▶ About this exercise
Retype all of the data word for word, without pictures.

• • • •

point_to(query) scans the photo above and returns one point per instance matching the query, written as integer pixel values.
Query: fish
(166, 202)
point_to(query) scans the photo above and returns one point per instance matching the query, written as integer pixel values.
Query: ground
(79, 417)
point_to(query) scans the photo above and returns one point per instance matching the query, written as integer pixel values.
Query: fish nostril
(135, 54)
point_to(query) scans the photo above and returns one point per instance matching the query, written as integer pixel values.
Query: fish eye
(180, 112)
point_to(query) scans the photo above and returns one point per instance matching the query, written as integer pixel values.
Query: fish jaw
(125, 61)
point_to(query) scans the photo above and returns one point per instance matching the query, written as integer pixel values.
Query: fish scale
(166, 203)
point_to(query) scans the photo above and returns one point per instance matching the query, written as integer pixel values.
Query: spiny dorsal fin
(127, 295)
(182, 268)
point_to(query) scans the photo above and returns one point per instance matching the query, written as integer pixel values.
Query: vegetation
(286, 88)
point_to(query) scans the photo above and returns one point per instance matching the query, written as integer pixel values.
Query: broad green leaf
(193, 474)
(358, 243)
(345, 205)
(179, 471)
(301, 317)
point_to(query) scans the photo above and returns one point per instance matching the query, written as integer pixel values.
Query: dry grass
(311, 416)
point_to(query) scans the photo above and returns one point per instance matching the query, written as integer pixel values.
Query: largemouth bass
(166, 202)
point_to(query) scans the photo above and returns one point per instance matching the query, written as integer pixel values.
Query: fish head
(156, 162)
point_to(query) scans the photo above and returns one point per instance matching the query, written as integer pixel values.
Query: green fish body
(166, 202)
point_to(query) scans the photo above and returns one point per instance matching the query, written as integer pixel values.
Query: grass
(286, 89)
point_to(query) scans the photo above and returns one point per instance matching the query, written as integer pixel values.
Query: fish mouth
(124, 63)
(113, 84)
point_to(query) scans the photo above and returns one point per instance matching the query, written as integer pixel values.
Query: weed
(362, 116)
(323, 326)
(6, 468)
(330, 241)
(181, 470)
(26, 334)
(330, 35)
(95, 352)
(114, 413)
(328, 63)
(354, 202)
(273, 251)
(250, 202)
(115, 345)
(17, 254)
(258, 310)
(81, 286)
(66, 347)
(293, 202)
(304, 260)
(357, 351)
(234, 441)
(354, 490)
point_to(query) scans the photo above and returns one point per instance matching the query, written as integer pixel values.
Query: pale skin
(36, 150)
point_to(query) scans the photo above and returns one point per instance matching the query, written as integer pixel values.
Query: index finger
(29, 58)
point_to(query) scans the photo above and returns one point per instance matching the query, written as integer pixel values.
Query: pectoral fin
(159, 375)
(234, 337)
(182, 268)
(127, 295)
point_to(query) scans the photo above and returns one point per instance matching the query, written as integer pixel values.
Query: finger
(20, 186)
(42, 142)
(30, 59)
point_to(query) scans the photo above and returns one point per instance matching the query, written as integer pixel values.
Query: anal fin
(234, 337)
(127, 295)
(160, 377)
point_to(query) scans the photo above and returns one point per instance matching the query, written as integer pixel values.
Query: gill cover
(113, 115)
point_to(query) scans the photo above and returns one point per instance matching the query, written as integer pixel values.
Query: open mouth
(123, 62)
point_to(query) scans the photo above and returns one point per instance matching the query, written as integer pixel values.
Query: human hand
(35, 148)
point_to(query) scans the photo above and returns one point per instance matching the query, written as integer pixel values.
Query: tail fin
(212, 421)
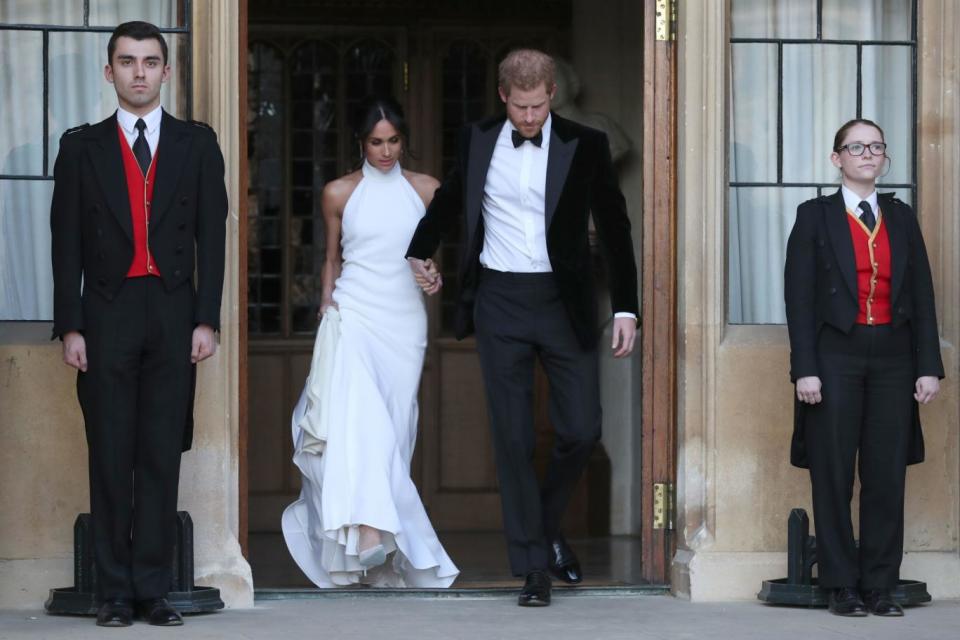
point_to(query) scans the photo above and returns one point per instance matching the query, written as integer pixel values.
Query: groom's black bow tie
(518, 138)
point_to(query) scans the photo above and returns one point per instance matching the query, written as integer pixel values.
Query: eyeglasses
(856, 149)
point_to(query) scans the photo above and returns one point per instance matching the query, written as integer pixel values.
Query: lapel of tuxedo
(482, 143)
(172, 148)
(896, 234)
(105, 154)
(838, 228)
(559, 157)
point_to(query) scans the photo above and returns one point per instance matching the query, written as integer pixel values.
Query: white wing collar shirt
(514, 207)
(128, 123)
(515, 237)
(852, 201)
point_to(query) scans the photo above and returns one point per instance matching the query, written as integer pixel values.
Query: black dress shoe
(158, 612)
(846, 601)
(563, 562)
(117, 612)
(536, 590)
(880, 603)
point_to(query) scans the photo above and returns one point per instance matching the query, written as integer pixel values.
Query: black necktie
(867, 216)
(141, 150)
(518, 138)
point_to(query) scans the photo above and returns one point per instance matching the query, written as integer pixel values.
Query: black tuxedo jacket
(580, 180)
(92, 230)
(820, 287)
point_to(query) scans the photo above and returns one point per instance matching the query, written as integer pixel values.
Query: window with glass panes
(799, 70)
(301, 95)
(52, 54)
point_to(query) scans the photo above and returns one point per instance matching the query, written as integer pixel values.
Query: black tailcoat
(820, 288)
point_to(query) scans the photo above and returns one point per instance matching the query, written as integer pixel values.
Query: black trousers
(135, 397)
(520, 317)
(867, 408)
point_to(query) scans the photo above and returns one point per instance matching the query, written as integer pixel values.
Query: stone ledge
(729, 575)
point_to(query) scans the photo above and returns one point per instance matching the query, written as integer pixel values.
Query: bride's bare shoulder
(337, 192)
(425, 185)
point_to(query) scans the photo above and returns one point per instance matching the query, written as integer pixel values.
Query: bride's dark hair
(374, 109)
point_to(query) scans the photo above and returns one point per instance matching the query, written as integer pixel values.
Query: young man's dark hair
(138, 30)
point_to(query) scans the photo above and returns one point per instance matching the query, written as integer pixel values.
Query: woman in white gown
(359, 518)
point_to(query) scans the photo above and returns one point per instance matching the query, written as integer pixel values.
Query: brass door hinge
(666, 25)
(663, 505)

• • • •

▶ Task result
point_to(query) scans the photo above and returns one point per instance matching the query, written as integer pixel values.
Query: fish
(166, 202)
point_to(query) scans the photo above and returns one point per instance matching the query, written as integer pixel values.
Query: ground
(79, 417)
point_to(query) scans the photo above and returns one point per instance matching the query, written as integer pixel values.
Query: fish nostril
(135, 54)
point_to(query) scans the photo above and returns one point per instance matching the query, written as integer pixel values.
Query: fish eye
(180, 112)
point_to(query) scans the photo above and returns one point per instance matching the query, written as integer pixel values.
Query: fish jaw
(125, 61)
point_to(query) scans the photo above and returns one point per instance matching the query, written as integer pixel values.
Query: fish scale
(166, 203)
point_to(query) scans the photo above and returns one point per instance matching the query, written as integer pixel values.
Query: spiny dorsal fin
(127, 295)
(182, 268)
point_to(query) scans the photo above and returns one point per instance matching the query, written as integer pixel values.
Query: vegetation
(286, 88)
point_to(query) scans the photo above and returns one point per instance matching the query, written as integer pixel values.
Query: broad green leaf
(193, 474)
(358, 243)
(345, 205)
(179, 471)
(301, 317)
point_to(query) scans the photo above and returns one point per instance matching the query, written as integer pixel values.
Query: dry grass
(311, 416)
point_to(query) scans the photo above and returns one point per instance matching the query, written as integer pixel values.
Query: largemouth bass
(166, 202)
point_to(query) scans the photo above and returns one point per instance matching the query, written as integer pixel values.
Query: fish head
(156, 162)
point_to(query) scans the photo above and returns one point per instance matching the query, written as integer pixel values.
Query: green fish body
(166, 202)
point_to(query) scans the photo above and returns one point per instance matching the query, written as integer pixel values.
Query: grass
(286, 89)
point_to(query) scans the photo above and returns one point per instance matching the query, written as integer pixel values.
Query: fish mouth
(124, 63)
(113, 84)
point_to(query) scans the photo above and returns one point per instance matching the query, written as integer pixel values.
Query: weed
(362, 116)
(323, 326)
(6, 468)
(330, 241)
(181, 470)
(26, 334)
(330, 35)
(95, 352)
(114, 413)
(328, 63)
(354, 202)
(273, 251)
(250, 202)
(115, 345)
(17, 254)
(258, 310)
(81, 286)
(66, 347)
(293, 202)
(304, 260)
(357, 351)
(234, 441)
(354, 490)
point_to(query) scans the photo above and returns one point per instance matching the query, written as integer pixel values.
Query: pale skin
(36, 150)
point_to(query) scans the photo above and returns one point per instance matching the query, written as integer pixel values.
Query: index finger
(29, 58)
point_to(query) scans the photo above and returns one point per instance matching the query, written as integer pixel values.
Query: pectoral fin
(159, 375)
(234, 337)
(182, 268)
(127, 295)
point_to(query) scans the photo above and returns one point per instance matching the query, written as integer pixel values.
Query: finger
(20, 186)
(42, 142)
(30, 59)
point_to(query) scans the photo above and returns one point per instance matching the query, written as integer pixel values.
Query: anal fin
(234, 337)
(127, 295)
(160, 377)
point_to(query) scans the photo above and returns one point per instance matching the query, written as integer pixel values.
Query: gill cover
(113, 115)
point_to(query) scans the photo above and returns one point per instance matching the query, written as integer pixel values.
Query: open mouth
(123, 62)
point_to(query) scans the photo above and returns one point per instance matching the query, written as integer pixel values.
Query: human hand
(35, 148)
point_to(query) scans the photo above and returns one point per instance matching the query, written as integer pixel values.
Query: tail fin
(212, 421)
point_to(query) scans the photo above and returns one point per instance matching the query, written as integer pixel values.
Query: groom's black bow tie
(518, 138)
point_to(query) scans the photo above and returns one point per instance matching the query, written as integer pixel values.
Query: eyeglasses
(856, 149)
point_to(query) scans the photo above and returns one point per instance matching the query, written as integer pixel values.
Query: lapel of tuxedo
(482, 143)
(172, 148)
(896, 234)
(105, 154)
(838, 228)
(559, 157)
point_to(query) scans the photo above and returns one point per instance matching the query, written as integer pixel values.
Query: white wing collar shirt
(514, 207)
(128, 123)
(515, 237)
(852, 201)
point_to(query) scans the photo above and returns one point per instance matching the query, written as integer pixel values.
Query: black dress shoe
(158, 612)
(846, 601)
(563, 562)
(117, 612)
(536, 590)
(880, 603)
point_to(query) scans the photo above and returns one point per instance matching the query, written as integer pixel values.
Query: black necktie
(867, 216)
(141, 150)
(518, 138)
point_to(query) scans the photo above and returns one point per instance matching the query, written as integer pixel values.
Query: black tuxedo jacket
(580, 180)
(92, 230)
(820, 287)
point_to(query) scans the photo above and returns one point per instance matching the query, written as integer pixel values.
Query: window with glass panes
(799, 70)
(301, 95)
(52, 54)
point_to(query) scans the photo above and returns one point per instance matching the query, written as integer pixel values.
Query: black tailcoat
(820, 288)
point_to(query) scans the photo above and returns one point per instance matching the query, written as integer pixel values.
Query: black trousers
(135, 397)
(520, 317)
(867, 408)
point_to(query) scans the photo above and returns one point per instance matching the query, written as integer pixel values.
Query: stone ledge
(729, 575)
point_to(query) scans the photo above and returns one point per instance matching the query, written as integer pixel values.
Query: bride's bare shoulder
(337, 192)
(425, 185)
point_to(query) scans the photo above and returns one point per instance matching the query, written as integer pixel values.
Query: bride's dark hair
(374, 109)
point_to(query) scans the photo above and returns one point per instance matching the query, written as integer pixel values.
Query: young man's dark hair
(138, 30)
point_to(query) scans the photo above and returns one point per instance matching the query, written as integer pixel values.
Query: woman in white gown
(359, 518)
point_to(query) scans the photo above and returns one point per instance matching the query, written as integer pixel values.
Query: brass door hinge
(666, 25)
(663, 505)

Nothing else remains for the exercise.